BEGIN Stored data
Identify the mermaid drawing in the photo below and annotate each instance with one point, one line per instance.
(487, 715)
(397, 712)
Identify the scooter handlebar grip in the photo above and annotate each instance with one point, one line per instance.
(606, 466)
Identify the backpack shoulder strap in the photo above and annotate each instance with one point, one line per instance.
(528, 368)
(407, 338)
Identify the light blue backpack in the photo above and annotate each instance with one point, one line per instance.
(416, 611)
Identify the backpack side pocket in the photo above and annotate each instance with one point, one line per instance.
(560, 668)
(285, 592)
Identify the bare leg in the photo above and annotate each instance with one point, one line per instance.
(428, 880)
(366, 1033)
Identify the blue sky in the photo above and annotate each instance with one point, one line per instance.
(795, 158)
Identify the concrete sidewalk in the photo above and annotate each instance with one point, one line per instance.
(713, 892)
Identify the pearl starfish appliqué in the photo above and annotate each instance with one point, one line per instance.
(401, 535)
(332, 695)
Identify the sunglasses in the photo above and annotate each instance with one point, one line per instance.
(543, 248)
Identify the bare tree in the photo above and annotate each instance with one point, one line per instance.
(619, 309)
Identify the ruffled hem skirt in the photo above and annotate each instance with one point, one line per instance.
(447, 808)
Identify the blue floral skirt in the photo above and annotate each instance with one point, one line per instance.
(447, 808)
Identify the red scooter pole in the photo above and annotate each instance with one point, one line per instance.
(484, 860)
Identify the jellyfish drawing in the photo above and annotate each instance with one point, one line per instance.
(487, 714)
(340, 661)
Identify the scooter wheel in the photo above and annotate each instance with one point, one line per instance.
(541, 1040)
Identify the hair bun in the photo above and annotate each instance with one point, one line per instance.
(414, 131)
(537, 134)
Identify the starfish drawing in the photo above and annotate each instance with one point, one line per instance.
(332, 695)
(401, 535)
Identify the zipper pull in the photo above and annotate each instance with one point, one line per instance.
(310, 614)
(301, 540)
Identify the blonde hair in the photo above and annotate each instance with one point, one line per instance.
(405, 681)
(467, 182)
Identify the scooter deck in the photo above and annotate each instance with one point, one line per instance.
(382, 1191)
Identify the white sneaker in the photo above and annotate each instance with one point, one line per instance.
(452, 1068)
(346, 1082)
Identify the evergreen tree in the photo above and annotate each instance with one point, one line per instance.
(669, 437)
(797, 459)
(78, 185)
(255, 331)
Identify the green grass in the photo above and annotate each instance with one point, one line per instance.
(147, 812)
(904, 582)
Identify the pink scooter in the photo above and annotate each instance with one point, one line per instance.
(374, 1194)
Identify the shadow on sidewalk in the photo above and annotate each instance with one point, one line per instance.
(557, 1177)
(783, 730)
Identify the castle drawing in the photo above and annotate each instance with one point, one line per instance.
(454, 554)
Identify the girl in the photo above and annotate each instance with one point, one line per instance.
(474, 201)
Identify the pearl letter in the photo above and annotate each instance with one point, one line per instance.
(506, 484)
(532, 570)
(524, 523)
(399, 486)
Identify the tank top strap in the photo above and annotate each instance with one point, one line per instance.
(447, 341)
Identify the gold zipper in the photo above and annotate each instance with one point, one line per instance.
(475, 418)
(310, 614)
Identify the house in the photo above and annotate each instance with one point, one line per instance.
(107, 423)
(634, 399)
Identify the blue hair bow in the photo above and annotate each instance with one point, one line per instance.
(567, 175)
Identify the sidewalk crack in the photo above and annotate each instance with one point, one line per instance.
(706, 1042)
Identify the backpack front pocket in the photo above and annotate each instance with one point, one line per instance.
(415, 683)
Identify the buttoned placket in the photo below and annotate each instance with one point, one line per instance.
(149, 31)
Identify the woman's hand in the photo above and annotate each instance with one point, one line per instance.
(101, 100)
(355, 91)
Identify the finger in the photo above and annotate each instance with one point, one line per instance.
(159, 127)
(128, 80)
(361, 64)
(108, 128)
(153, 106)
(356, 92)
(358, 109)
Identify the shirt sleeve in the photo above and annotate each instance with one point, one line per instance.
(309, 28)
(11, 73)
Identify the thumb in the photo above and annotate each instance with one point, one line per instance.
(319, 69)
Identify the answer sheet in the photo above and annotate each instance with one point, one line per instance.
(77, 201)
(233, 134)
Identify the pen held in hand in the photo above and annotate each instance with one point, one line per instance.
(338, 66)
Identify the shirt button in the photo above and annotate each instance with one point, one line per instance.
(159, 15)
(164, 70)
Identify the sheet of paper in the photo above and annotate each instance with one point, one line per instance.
END Stored data
### What you have to do
Without omitting anything, output the entries exactly.

### Answer below
Identify the mermaid drawing in the photo below and annotate each instance with one point, one line per instance.
(487, 715)
(397, 712)
Identify the scooter handlebar grip in the photo above and annotate each instance with one point, one line per instance.
(606, 466)
Identify the backpack shoulder strap in the photo above and annotate each instance with one point, one line per instance.
(528, 368)
(407, 338)
Identify the light blue backpack in the photo above and annotate each instance with one point, one line per instance.
(416, 611)
Identify the backpack side pocket in the photo above and annotate each instance with one point, one line per instance.
(560, 668)
(285, 592)
Identify the bare leg in the photo above and annotate each instance with one point, one line per instance.
(428, 880)
(366, 1033)
Identify the blue sky in the photo above and annotate each instance with one point, one line per instance.
(795, 158)
Identify the concrete sidewalk in the photo above and annotate each instance with one point, one line per instance.
(713, 892)
Identify the pearl starfish appliqué in the photo above and annotate each instance with one point, one line per instance.
(401, 535)
(332, 695)
Identify the sunglasses in the photo above and annotate each instance with one point, one line per instance.
(543, 248)
Identify the bare tree in the photo above and annotate each instance with one point, one line per instance.
(619, 309)
Identify the ruffled hem skirt in the photo above and annotate each instance with one point, one line per instance.
(447, 808)
Identify the blue floral skirt in the photo above and annotate each instance with one point, one line per instance.
(447, 808)
Identify the red scooter pole in the photo above and annotate each instance with one point, one line per instance.
(484, 860)
Identify the jellyfish drawing in the photo above and annotate each instance with one point, one line per instance.
(487, 714)
(340, 661)
Identify the scooter wheel in the photo above and annotate each instance with one point, one line per instance.
(541, 1040)
Identify the hair bun in the photo above and annotate each instance with one point, one line per instance.
(414, 131)
(537, 134)
Identify the starfish drawing in the photo above and annotate each instance with one point, one line per instance.
(332, 695)
(401, 535)
Identify the zipper pull in the photo above and annotate each instance with one point, one line per instance.
(310, 614)
(301, 540)
Identify the blonde hair in the photo above and annotate each instance with one point, one line per instance.
(405, 681)
(467, 182)
Identify the scooter deck in the photo above and annotate each instance with one point, one line per instance.
(382, 1191)
Identify the white sneaker in the photo above and annotate each instance with one point, one line per instance.
(452, 1068)
(346, 1082)
Identify the evergreen tree in the photo above and annotate each instance with one point, one line per instance.
(669, 437)
(797, 459)
(78, 185)
(255, 331)
Identify the green grass in the photo above and annotate each instance with one point, one line per instance.
(147, 812)
(904, 582)
Identify the pink scooter in the photo above and annotate each instance with one point, one line per instance.
(374, 1194)
Identify the shadow on sidewalk in the photo above and annotate each instance with one point, one line per instance.
(557, 1177)
(783, 730)
Identify the castle drawing in the photo above and annotate each instance with one point, one line per instance.
(454, 554)
Identify the girl in the photo above and annotate each instance with one point, one line per instance.
(474, 201)
Identify the pearl letter in the photo above and annotate each instance with one point, one line per instance.
(506, 484)
(532, 570)
(524, 523)
(399, 486)
Identify the tank top strap in the photo above and annotate each instance with one point, one line per instance.
(447, 341)
Identify the gold zipper in the photo above and annotate each instance with one point, one line per instance.
(475, 418)
(310, 614)
Identify the house in the photo above and annotate each instance with one point, one line per instance.
(107, 423)
(634, 399)
Identify the blue hair bow in the photo above and annotate each instance with one point, one line per instance.
(567, 175)
Identify the sidewalk crack in the photo above and annotate each instance with one point, one line per instance.
(706, 1042)
Identify the backpack front pocket in the photo above and annotate each instance with one point, one line per instance.
(415, 683)
Identify the buttoned placket in the photo below and annotate each instance with one point, one line per instance.
(149, 31)
Identify the woman's hand in the photo above and annotate each instance with one point, one line per instance.
(101, 100)
(355, 91)
Identify the finger in the photo above and annotate each instance with one point, one line per instance.
(159, 127)
(128, 80)
(361, 64)
(108, 128)
(153, 106)
(356, 92)
(358, 109)
Identify the shirt sleeve in the photo above and annotate each instance with one point, one line per instance.
(309, 28)
(11, 73)
Identify the thumb in the photo above and annotate each instance with one point, one line per instance.
(319, 69)
Identify the answer sheet in the photo above and annotate each instance with one point, one line per instance.
(77, 201)
(233, 134)
Identify the pen held in hand in the photo above and annotate each instance with one point, one line per instance.
(338, 66)
Identify the shirt button in the photo above and annotate each instance with one point, one line per instance.
(159, 15)
(164, 70)
Identify the sheet of paper in the photo above and annotate each instance with one point, one line per instance.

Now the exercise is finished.